*Article*.
....

EX-3.1 (B) 2 dex31b.htm AMENDMENTS TO RESTATED ARTICLES OF INCORPORATION Amendments to Restated Articles of Incorporation

 

Exhibit 3.1(b)

 

AMENDMENT TO RESTATED

ARTICLES OF INCORPORATION

 

OF

 

TRIDENT ROWAN GROUP, INC.

 

Trident Rowan Group, Inc., a Maryland corporation (the “Corporation”), hereby certifies to the State Department of Assessments and Taxation of Maryland that:

 

  1.   The name of the Corporation is Trident Rowan Group, Inc.

 

  2.   The Amended and Restated Articles of Incorporation of the Corporation are hereby amended by eliminating Article 5 thereof and by inserting in lieu thereof the following new Article 5:

 

  “5.   The number of directors of the Corporation shall be such as shall be fixed from time to time by, or in the manner provided in the By-laws.”

 

  3.   The foregoing amendment to the Amended and Restated Articles of Incorporation has been duly adopted at a meeting of the Board of Directors. Notice setting forth the foregoing amendment and stating that an annual meeting of shareholders would be held to, among other reasons, take action thereupon was given as required by law to all shareholders of the Corporation entitled to vote thereon. The foregoing amendment was approved by the affirmative vote of at least two-thirds of all outstanding shares of each class entitled to vote thereon at such annual meeting.

 

The undersigned verifies, under penalties of perjury, that he is the duly elected and serving President of the Corporation, that the foregoing amendments are true and correct in all material respects, and that they are the actions taken of the Corporation.

....

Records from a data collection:
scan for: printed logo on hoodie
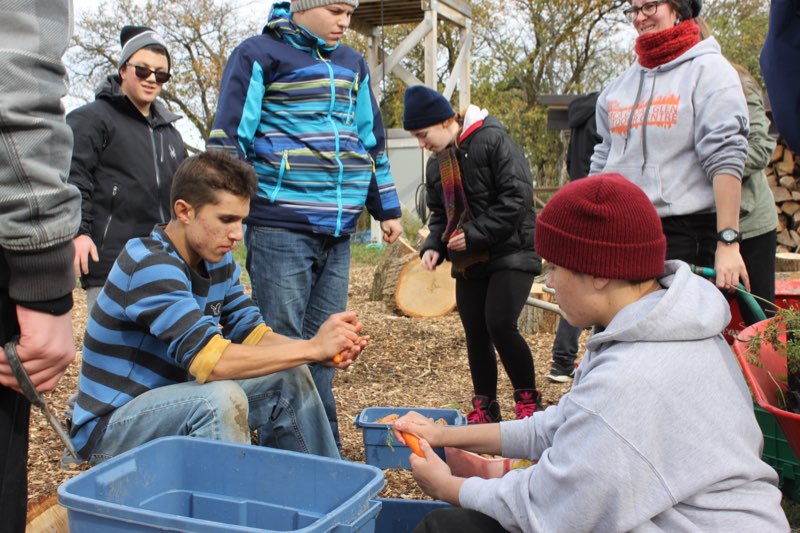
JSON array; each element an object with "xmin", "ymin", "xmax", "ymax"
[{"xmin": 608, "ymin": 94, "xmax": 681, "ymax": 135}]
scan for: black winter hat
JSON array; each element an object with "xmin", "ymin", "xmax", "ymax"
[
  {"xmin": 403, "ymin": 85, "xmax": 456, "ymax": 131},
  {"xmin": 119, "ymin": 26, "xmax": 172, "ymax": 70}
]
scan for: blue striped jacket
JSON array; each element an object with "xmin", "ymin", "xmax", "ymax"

....

*Stated problem 1*. Copy the amendment starting at the words "3.   The foregoing" and stopping after "of the Corporation.", replacing "shareholders" with "stockholders".
*Stated problem 2*. Put the data-collection entries into a Markdown table with columns named Row and Line. Start at the line that contains "scan for: blue striped jacket", stop after the last entry, and omit blank lines.

*Full response 1*.
3.   The foregoing amendment to the Amended and Restated Articles of Incorporation has been duly adopted at a meeting of the Board of Directors. Notice setting forth the foregoing amendment and stating that an annual meeting of stockholders would be held to, among other reasons, take action thereupon was given as required by law to all stockholders of the Corporation entitled to vote thereon. The foregoing amendment was approved by the affirmative vote of at least two-thirds of all outstanding shares of each class entitled to vote thereon at such annual meeting.

 

The undersigned verifies, under penalties of perjury, that he is the duly elected and serving President of the Corporation, that the foregoing amendments are true and correct in all material respects, and that they are the actions taken of the Corporation.

*Full response 2*.
| Row | Line |
|---|---|
| 1 | scan for: blue striped jacket |
| 2 | JSON array; each element an object with "xmin", "ymin", "xmax", "ymax" |